Provided passage =
From My Window
By Jane Thibodeau Martin,
I am not a "domestic goddess" by any stretch of the imagination. I live in the same state as "The Pioneer Woman," and shared a flight to Oklahoma with her once. But while I enjoy cooking and baking, no one would mistake me for Ree. One of my sisters put it well when talking about herself, "I wasn't born with the Betty Crocker gene."
There is one thing I do love to do that would be considered by some to be "domestic engineering," however, and that's clean house.
My room was a total disaster when I was a teenager living at home, but once I was in a dorm room I became obsessed with having a clean, tidy environment. I enjoy putting my house in order and I certainly have had plenty of messes to clean up between raising two kids and having a continual cast of cats and dogs in the house. One of the current dogs, "Wolfgang" is a world-class shedder, a veritable snowstorm of dog hair despite daily brushing. When I go a week without vacuuming, I get what I call "snowdrifts" of Wolf's hair to go with the big balls of cat hair that form in corners and under furniture. (I call these cat hair wads "spare cats.")

Given entries =
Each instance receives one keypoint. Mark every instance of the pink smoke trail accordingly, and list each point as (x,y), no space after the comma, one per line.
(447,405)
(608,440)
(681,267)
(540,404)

==

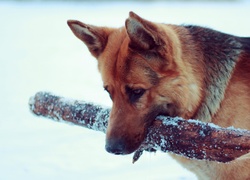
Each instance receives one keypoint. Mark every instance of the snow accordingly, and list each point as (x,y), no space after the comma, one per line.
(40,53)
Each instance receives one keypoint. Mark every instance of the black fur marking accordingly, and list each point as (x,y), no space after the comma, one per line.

Exercise goal = In the From My Window essay, what name does the writer give to the wads of cat hair that collect in corners and under furniture?

Worked answer = "Spare cats."